Check every line of the records below for the string "flower" and copy the ones that have it.

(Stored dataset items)
- - - - - - -

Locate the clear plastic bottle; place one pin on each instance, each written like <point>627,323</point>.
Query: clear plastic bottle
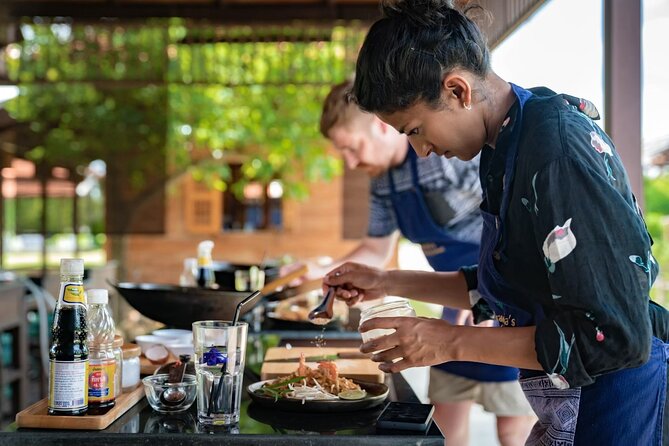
<point>388,309</point>
<point>102,363</point>
<point>68,352</point>
<point>189,273</point>
<point>205,273</point>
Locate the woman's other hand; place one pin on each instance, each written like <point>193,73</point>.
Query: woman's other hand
<point>356,282</point>
<point>416,342</point>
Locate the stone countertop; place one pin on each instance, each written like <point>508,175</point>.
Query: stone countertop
<point>258,425</point>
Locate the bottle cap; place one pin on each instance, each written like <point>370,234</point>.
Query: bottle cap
<point>97,296</point>
<point>118,341</point>
<point>204,248</point>
<point>72,267</point>
<point>131,351</point>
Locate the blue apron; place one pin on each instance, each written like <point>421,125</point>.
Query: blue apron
<point>620,408</point>
<point>444,253</point>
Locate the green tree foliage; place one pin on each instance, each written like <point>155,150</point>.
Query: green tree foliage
<point>656,194</point>
<point>173,90</point>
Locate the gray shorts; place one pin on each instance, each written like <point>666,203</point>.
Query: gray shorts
<point>505,399</point>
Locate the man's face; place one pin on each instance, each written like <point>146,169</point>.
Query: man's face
<point>365,147</point>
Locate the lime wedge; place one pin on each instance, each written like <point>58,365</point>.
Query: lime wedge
<point>353,394</point>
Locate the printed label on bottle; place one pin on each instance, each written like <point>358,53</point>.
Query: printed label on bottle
<point>68,388</point>
<point>101,380</point>
<point>73,293</point>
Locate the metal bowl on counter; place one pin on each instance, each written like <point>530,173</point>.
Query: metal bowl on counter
<point>179,306</point>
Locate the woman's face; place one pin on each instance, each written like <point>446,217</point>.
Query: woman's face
<point>448,130</point>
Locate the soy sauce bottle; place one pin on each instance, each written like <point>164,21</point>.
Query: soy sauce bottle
<point>205,272</point>
<point>68,353</point>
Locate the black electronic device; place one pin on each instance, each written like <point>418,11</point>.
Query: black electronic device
<point>405,416</point>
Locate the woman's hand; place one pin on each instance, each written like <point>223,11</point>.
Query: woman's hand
<point>416,342</point>
<point>356,282</point>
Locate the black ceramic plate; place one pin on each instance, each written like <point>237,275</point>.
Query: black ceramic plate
<point>376,394</point>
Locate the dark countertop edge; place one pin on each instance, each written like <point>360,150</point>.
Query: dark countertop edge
<point>100,439</point>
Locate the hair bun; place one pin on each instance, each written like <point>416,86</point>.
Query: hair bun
<point>418,12</point>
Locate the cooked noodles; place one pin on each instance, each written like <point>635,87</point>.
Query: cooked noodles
<point>306,383</point>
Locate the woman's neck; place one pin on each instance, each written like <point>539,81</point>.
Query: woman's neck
<point>401,148</point>
<point>501,99</point>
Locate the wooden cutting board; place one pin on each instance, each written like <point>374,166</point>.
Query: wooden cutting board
<point>36,416</point>
<point>363,369</point>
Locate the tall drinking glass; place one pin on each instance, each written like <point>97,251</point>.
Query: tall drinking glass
<point>220,350</point>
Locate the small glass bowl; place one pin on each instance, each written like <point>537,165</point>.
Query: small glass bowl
<point>167,397</point>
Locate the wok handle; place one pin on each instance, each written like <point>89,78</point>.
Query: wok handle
<point>285,280</point>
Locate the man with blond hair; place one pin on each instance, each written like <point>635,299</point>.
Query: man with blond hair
<point>432,201</point>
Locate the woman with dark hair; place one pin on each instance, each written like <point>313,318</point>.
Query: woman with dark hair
<point>565,264</point>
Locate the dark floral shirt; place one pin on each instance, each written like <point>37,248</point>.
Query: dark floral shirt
<point>574,246</point>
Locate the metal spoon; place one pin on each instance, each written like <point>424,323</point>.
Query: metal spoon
<point>324,312</point>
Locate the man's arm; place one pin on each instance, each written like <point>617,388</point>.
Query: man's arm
<point>373,251</point>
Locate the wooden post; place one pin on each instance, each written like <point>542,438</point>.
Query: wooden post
<point>622,84</point>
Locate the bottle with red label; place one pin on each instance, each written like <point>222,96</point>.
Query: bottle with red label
<point>101,359</point>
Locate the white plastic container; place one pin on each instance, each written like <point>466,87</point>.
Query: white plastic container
<point>131,367</point>
<point>396,308</point>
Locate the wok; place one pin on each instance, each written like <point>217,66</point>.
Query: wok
<point>180,306</point>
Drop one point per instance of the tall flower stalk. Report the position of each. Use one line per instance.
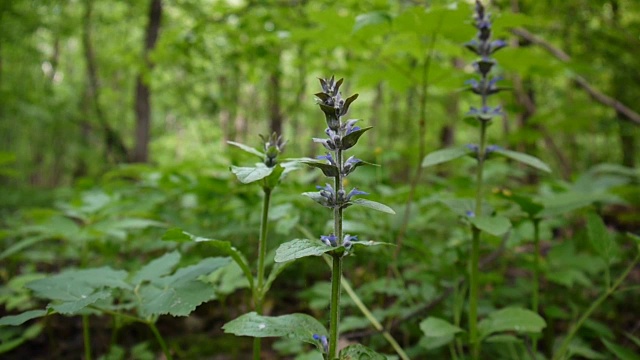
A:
(485, 86)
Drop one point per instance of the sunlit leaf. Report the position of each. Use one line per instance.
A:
(297, 326)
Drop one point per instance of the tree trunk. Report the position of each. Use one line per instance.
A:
(143, 93)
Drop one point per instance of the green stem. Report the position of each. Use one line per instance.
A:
(372, 319)
(536, 277)
(86, 328)
(574, 329)
(258, 294)
(160, 339)
(475, 249)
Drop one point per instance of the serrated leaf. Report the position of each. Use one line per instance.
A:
(373, 205)
(247, 175)
(524, 159)
(494, 225)
(435, 327)
(300, 248)
(179, 294)
(157, 268)
(248, 149)
(352, 139)
(15, 320)
(511, 319)
(296, 326)
(225, 248)
(359, 352)
(445, 155)
(599, 237)
(73, 307)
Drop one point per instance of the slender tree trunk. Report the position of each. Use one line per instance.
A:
(143, 93)
(114, 146)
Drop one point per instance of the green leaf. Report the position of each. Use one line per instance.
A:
(179, 294)
(373, 205)
(15, 320)
(359, 352)
(248, 149)
(247, 175)
(511, 319)
(435, 327)
(599, 237)
(157, 268)
(300, 248)
(74, 307)
(224, 247)
(445, 155)
(327, 169)
(296, 326)
(372, 18)
(494, 225)
(524, 158)
(352, 139)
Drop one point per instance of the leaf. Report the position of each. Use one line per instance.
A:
(352, 139)
(359, 352)
(15, 320)
(373, 205)
(296, 326)
(300, 248)
(445, 155)
(599, 237)
(372, 18)
(157, 268)
(225, 248)
(247, 175)
(248, 149)
(435, 327)
(524, 159)
(179, 294)
(511, 319)
(494, 225)
(327, 169)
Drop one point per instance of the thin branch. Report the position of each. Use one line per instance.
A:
(626, 112)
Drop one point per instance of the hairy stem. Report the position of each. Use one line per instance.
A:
(475, 248)
(258, 294)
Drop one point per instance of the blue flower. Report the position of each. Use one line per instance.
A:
(327, 157)
(329, 240)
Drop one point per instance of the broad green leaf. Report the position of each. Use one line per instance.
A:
(157, 268)
(179, 294)
(621, 353)
(297, 326)
(15, 320)
(359, 352)
(511, 319)
(247, 175)
(372, 18)
(445, 155)
(435, 327)
(599, 237)
(352, 139)
(81, 302)
(248, 149)
(524, 158)
(300, 248)
(494, 225)
(373, 205)
(225, 248)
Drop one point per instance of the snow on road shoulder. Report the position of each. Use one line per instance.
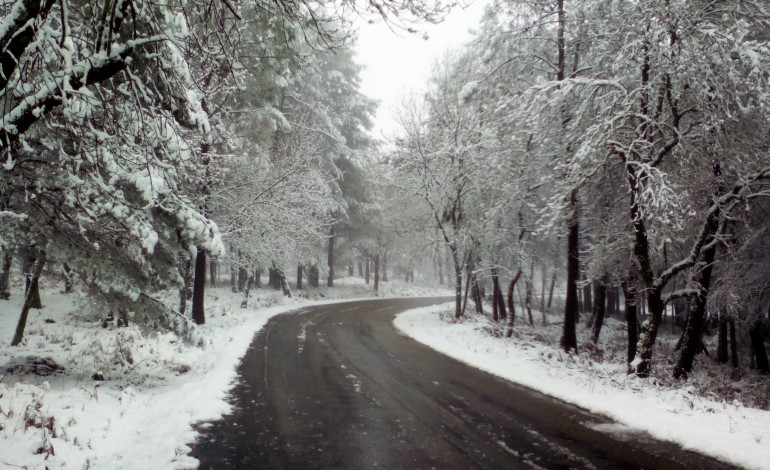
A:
(726, 431)
(157, 387)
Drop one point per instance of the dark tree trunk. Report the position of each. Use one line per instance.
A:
(29, 286)
(693, 333)
(67, 278)
(550, 292)
(629, 292)
(249, 285)
(600, 306)
(733, 342)
(592, 314)
(385, 267)
(281, 277)
(233, 278)
(722, 339)
(757, 337)
(542, 296)
(213, 273)
(588, 305)
(330, 257)
(376, 273)
(569, 334)
(199, 286)
(185, 292)
(33, 278)
(5, 275)
(495, 292)
(511, 304)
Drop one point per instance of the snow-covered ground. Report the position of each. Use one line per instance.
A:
(157, 387)
(597, 381)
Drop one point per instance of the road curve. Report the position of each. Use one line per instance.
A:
(337, 387)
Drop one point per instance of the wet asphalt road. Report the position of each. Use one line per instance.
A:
(337, 387)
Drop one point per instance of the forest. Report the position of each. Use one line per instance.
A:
(598, 158)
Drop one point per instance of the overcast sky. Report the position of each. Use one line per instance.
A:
(399, 62)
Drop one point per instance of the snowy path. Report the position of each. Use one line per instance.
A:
(357, 394)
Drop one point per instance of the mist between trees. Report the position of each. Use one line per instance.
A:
(614, 150)
(619, 149)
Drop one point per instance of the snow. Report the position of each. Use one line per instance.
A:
(723, 429)
(157, 387)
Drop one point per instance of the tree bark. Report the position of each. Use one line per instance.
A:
(199, 286)
(600, 306)
(588, 305)
(495, 291)
(511, 304)
(733, 342)
(757, 337)
(67, 278)
(5, 275)
(550, 291)
(630, 294)
(185, 292)
(693, 338)
(284, 285)
(384, 267)
(722, 339)
(33, 276)
(213, 273)
(376, 273)
(569, 334)
(330, 257)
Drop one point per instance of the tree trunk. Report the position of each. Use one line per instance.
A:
(542, 295)
(733, 342)
(757, 337)
(330, 257)
(249, 285)
(588, 305)
(5, 275)
(376, 273)
(185, 292)
(384, 267)
(511, 306)
(233, 278)
(67, 278)
(550, 292)
(693, 339)
(630, 294)
(33, 276)
(199, 286)
(600, 306)
(495, 291)
(284, 285)
(569, 334)
(722, 339)
(213, 273)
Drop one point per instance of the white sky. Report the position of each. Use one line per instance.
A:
(399, 62)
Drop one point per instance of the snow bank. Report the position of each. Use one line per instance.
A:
(726, 431)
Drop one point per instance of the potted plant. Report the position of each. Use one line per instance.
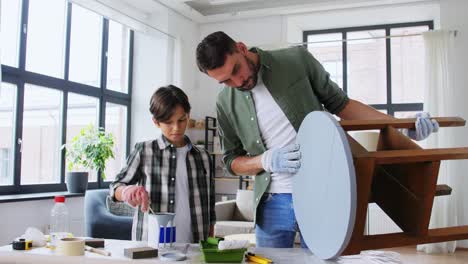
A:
(88, 150)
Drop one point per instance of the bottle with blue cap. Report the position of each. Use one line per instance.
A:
(59, 221)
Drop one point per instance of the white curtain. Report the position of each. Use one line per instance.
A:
(439, 101)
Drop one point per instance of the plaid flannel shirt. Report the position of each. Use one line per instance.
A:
(153, 164)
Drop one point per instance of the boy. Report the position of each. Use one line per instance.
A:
(169, 174)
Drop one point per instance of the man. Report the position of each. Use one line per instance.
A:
(268, 94)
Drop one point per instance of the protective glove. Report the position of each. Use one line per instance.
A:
(136, 195)
(282, 160)
(424, 127)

- - - - - - -

§ ANSWER SECTION:
Drop one point per instance of the tall flower stalk. Report the position of each. Use one line per instance.
Drop one point per instance of the blue flower. Report the position of each. Use one line per instance.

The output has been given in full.